■ Exercise objective
Copy the records below with every "pinpoint" swapped for "locate" and everything else left as it is. Leave the pictures out of your answer.

■ Information supplied
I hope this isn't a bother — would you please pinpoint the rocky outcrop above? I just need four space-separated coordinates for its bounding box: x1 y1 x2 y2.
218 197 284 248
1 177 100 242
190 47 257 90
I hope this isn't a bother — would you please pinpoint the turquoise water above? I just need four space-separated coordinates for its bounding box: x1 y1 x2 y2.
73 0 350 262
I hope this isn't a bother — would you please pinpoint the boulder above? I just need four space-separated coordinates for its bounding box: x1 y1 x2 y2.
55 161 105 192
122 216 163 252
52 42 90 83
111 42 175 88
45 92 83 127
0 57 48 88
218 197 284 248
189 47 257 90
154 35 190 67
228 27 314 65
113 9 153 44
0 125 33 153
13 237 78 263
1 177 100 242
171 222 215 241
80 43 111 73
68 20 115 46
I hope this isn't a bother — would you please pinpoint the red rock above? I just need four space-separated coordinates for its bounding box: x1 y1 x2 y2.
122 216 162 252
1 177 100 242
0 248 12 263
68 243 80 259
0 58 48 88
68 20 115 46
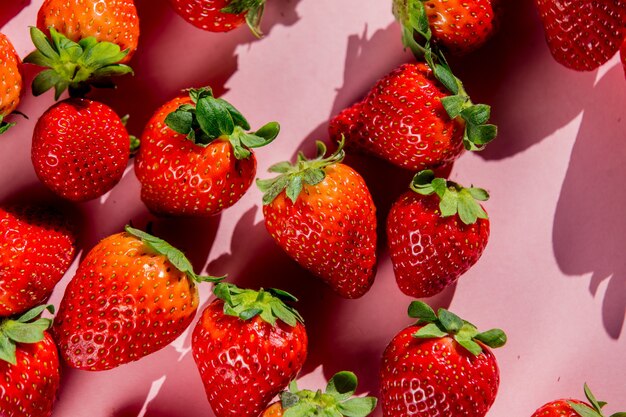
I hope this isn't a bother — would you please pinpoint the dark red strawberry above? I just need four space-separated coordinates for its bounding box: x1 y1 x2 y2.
53 226 221 371
535 0 626 71
380 301 506 417
0 206 76 317
135 88 280 216
191 283 307 417
0 306 60 417
257 142 376 298
387 171 489 298
31 99 130 201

■ Written solution
I hope this isn't a bother — would you please locate the rocky outcrop above? I just need four space-separated coordinates for its bounding box: x1 y1 x2 y2.
218 197 284 248
1 177 100 242
190 47 257 90
I hope this isn't a bother — would you please locate the turquoise water above? I just need four space-separated coordinates for its bounding box: x1 y1 x2 y2.
73 0 350 262
I hope this isn't a bother — would you please locate the boulder above? I just need four space-separated coordinates for its bounding box: x1 y1 x2 y2.
55 161 105 192
122 216 163 252
52 42 90 83
111 42 175 88
45 92 83 127
0 57 48 88
218 197 284 248
189 47 257 90
154 35 190 67
228 27 314 65
113 9 153 44
0 125 33 153
13 237 78 263
1 177 100 242
171 222 215 241
80 43 111 73
68 20 115 46
I hope this isn't a bother — would you please locate the red rock above? I just need four space-separated coordinates for its bounding box: x1 y1 x2 y2.
122 216 162 252
1 177 100 242
0 248 12 263
68 243 80 259
0 58 48 88
68 20 115 46
I hope this isn't a bother — would you please locate the dark red strawberry above? I just need four space-separated coordinates for its bounding box: x1 y1 x2 y2.
53 226 221 371
535 0 626 71
380 301 506 417
0 206 76 317
135 88 280 216
191 283 307 417
0 306 60 417
257 142 376 298
387 171 489 298
31 99 130 201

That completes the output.